== Trecho selecionado

Cazuza acharia que o Brasil ainda não mostrou sua cara, diz a mãe Lucinha Araújo
Lucinha reconhece que não é difícil para ela gostar de algo que envolve o nome de seu filho, que completaria 65 anos em abril de 2023.
LEONARDO LICHOTE
RIO DE JANEIRO, RJ (FOLHAPRESS) – Lucinha Araújo lembra que Cazuza, seu filho, costumava ver em sua obra uma divisão. “Ele dizia que quando começou a compor ele cantava seus amores. Depois que se descobriu soropositivo, começou a cantar o Brasil. Passou a ser menos egoísta, segundo ele.”
O EP “Exagerados”, que saiu na última quinta-feira (29), lança um olhar de 2023 sobre o Cazuza dessa primeira fase. São quatro canções de amor, compostas antes de 1987, quando ele recebeu a confirmação da doença.
As composições são relidas por jovens cantores do elenco da gravadora Universal. Mahmundi interpreta “Faz Parte do Meu Show”, Carol Biazin fica com “Codinome Beija-Flor” e Bryan Behr visita “Pro Dia Nascer Feliz”. Juntos, os três cantam “Exagerado”.
São canções de amor ao estilo Cazuza, como nota Lucinha. “É um amor sempre cortante, rasgado. E ele tem aquelas imagens dele, como ‘vago na lua deserta’. Quem vaga na lua? É o poeta. Não sei de onde ele tirou isso, não foi de mim nem do pai”, diz ela.
O projeto foi desenhado pela Universal e apresentado para Lucinha, que não opinou nas escolhas dos artistas ou das canções. “Meu envolvimento foi só de uma fã do artista. Em momento nenhum fiz papel de mãe”, conta. “Só ouvi pronto, e adorei.”
Lucinha reconhece que não é difícil para ela gostar de algo que envolve o nome de seu filho, que completaria 65 anos em abril de 2023 –ele morreu em 1990. “Tudo o que se trata de Cazuza eu gosto. Mesmo quando as homenagens não ficam boas, o que não é o caso dessas gravações. Eles são cantores magníficos, que eu não conhecia. Cazuza não está aqui para ver e aplaudir, mas eu estou. Cada vez que o regravam é como se eu ganhasse um neto.”

====

** Tarefas a realizar **
**a)** Segundo o trecho, quem interpreta “Codinome Beija-Flor” no EP?
**b)** Liste todas as canções do EP “Exagerados” mencionadas no trecho.
**c)** Por favor, edite o trecho de "LEONARDO LICHOTE" a "confirmação da doença.", substituindo "Brasil" por "país".
As entradas não têm relação com o trecho.

== Dados exibidos

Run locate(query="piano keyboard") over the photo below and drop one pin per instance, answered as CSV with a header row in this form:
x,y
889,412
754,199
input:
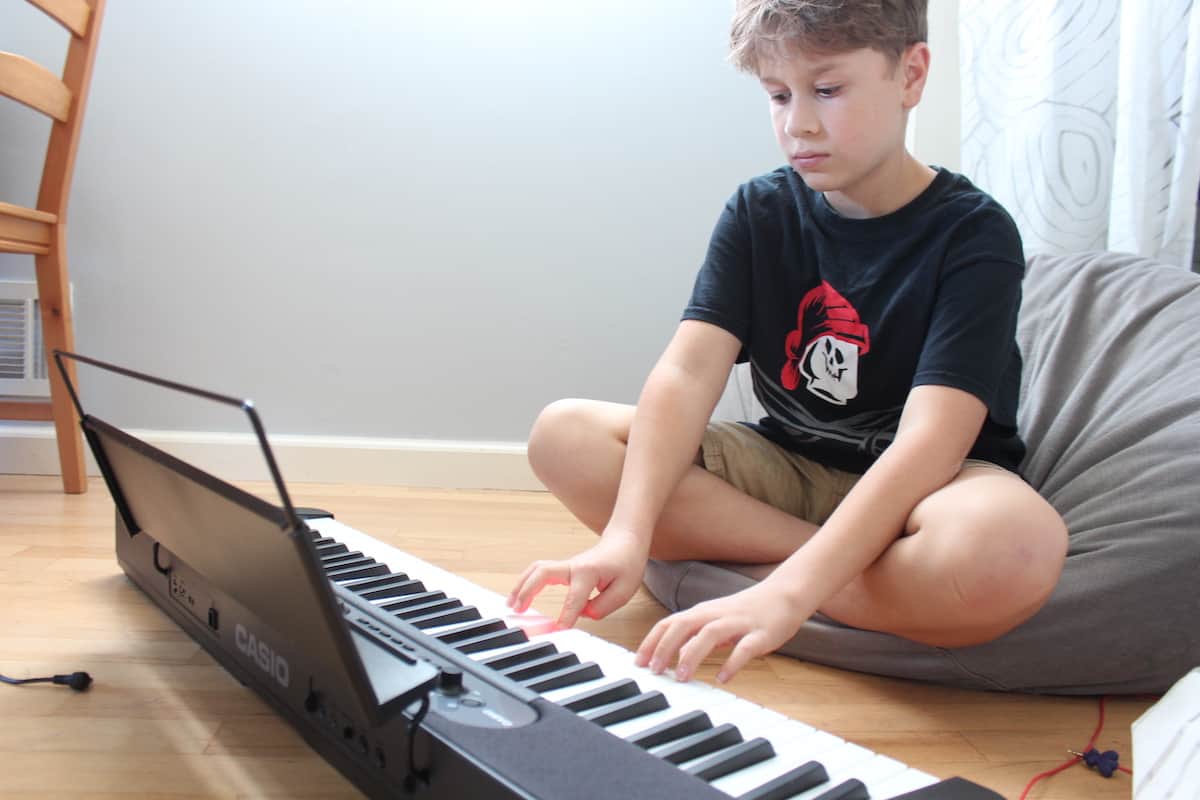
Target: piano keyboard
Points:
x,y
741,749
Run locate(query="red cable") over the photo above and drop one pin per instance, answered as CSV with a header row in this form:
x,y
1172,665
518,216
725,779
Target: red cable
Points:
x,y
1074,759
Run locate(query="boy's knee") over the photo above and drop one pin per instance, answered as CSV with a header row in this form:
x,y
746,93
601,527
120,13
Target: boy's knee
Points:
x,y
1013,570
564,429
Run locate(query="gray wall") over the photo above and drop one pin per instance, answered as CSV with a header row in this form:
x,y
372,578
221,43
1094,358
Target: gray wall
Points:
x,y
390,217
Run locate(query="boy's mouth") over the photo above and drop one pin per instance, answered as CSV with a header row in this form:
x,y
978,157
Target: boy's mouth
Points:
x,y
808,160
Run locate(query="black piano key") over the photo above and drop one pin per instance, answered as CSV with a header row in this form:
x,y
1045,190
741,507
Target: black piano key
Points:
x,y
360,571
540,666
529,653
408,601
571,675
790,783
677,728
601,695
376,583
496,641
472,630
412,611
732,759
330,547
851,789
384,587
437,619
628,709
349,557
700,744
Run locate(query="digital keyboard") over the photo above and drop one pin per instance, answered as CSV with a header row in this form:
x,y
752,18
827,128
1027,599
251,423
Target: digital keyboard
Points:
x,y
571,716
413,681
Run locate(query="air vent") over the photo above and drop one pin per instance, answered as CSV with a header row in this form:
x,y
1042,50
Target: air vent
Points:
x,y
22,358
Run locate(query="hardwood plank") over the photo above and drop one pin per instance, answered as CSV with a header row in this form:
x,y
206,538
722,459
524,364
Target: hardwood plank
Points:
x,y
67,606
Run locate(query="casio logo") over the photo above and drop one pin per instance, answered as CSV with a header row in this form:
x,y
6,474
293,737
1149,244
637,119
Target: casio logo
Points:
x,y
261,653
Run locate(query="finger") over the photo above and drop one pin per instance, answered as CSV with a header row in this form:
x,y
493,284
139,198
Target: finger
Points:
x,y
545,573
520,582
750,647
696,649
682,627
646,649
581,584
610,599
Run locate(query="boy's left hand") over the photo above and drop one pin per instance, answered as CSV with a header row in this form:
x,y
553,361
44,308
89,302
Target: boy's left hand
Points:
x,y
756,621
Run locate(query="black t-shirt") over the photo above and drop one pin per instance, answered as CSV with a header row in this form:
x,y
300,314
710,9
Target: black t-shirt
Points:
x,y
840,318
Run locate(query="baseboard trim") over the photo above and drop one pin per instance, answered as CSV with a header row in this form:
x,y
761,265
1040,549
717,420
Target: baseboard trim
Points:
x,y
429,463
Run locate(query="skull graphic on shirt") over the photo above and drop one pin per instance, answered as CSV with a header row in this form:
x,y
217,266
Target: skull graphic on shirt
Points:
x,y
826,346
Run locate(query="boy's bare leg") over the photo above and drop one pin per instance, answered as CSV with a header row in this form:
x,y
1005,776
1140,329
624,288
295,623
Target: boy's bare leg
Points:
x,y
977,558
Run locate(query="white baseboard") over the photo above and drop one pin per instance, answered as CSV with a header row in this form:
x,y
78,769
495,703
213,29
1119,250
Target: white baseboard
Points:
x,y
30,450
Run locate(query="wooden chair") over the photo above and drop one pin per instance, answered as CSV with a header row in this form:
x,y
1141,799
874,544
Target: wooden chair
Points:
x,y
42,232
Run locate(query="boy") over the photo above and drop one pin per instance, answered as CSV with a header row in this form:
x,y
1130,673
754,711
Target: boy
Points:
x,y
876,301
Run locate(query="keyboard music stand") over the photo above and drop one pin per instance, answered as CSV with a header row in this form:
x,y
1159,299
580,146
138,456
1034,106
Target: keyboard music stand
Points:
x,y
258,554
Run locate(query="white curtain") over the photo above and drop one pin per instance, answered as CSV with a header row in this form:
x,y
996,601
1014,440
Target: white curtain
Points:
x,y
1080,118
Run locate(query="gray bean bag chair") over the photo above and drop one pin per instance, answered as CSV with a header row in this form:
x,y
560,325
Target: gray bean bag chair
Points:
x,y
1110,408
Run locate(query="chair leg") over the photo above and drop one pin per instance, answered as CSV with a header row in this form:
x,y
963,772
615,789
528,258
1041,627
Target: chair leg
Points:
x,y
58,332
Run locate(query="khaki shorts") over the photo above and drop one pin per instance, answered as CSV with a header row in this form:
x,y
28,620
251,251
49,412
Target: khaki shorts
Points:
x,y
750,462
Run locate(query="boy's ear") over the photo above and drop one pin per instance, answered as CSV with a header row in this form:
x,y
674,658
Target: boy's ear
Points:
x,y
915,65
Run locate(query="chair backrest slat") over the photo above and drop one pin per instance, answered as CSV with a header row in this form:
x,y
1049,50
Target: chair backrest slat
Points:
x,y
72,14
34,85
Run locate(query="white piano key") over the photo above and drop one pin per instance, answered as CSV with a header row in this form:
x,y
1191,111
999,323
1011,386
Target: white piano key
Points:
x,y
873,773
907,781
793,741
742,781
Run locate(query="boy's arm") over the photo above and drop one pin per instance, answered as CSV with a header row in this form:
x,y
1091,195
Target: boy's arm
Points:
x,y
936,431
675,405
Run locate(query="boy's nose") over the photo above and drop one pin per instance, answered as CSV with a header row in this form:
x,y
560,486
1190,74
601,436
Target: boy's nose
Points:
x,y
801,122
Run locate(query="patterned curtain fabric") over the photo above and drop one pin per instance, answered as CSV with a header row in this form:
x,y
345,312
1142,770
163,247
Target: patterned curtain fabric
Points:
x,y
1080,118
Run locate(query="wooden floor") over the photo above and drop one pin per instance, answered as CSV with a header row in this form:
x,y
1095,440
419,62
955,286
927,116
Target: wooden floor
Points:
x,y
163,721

====
== Dados exibidos

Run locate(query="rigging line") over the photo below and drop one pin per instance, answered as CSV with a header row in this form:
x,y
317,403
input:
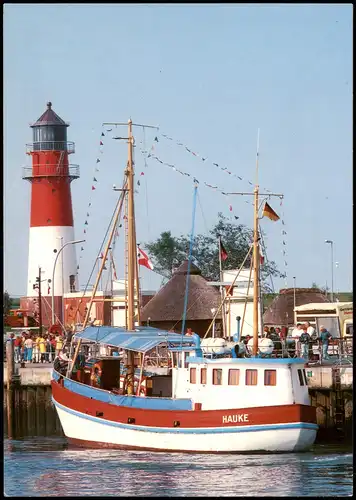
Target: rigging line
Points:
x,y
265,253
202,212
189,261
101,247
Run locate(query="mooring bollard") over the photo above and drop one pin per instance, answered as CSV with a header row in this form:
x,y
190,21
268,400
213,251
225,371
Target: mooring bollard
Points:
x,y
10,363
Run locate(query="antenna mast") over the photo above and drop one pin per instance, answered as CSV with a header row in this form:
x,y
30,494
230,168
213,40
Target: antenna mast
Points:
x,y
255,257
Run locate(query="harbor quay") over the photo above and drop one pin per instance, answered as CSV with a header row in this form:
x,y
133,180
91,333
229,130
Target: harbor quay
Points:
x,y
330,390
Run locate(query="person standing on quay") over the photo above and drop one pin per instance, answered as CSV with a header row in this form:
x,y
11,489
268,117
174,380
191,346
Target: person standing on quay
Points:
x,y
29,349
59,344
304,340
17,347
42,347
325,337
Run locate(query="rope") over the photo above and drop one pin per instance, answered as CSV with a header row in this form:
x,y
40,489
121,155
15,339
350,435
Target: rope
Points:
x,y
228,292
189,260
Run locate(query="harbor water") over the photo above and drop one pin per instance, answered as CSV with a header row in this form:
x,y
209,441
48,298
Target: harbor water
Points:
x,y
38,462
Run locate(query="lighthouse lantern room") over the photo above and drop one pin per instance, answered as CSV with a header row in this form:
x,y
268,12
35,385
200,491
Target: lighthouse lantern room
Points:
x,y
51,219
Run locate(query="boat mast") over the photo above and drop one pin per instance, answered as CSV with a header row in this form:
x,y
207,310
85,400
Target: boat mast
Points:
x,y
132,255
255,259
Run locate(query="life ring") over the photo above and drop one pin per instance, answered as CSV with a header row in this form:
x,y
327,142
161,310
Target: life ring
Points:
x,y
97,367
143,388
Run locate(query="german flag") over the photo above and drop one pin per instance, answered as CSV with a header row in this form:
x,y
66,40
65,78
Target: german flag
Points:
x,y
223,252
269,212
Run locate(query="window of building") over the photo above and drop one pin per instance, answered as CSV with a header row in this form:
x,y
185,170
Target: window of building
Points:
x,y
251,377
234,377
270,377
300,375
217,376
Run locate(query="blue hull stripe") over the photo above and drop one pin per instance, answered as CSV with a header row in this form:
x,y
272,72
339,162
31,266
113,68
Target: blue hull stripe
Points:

====

** Respostas por tarefa **
**a)** Carol Biazin.

**b)** Faz Parte do Meu Show; Codinome Beija-Flor; Pro Dia Nascer Feliz; Exagerado

**c)**
LEONARDO LICHOTE
RIO DE JANEIRO, RJ (FOLHAPRESS) – Lucinha Araújo lembra que Cazuza, seu filho, costumava ver em sua obra uma divisão. “Ele dizia que quando começou a compor ele cantava seus amores. Depois que se descobriu soropositivo, começou a cantar o país. Passou a ser menos egoísta, segundo ele.”
O EP “Exagerados”, que saiu na última quinta-feira (29), lança um olhar de 2023 sobre o Cazuza dessa primeira fase. São quatro canções de amor, compostas antes de 1987, quando ele recebeu a confirmação da doença.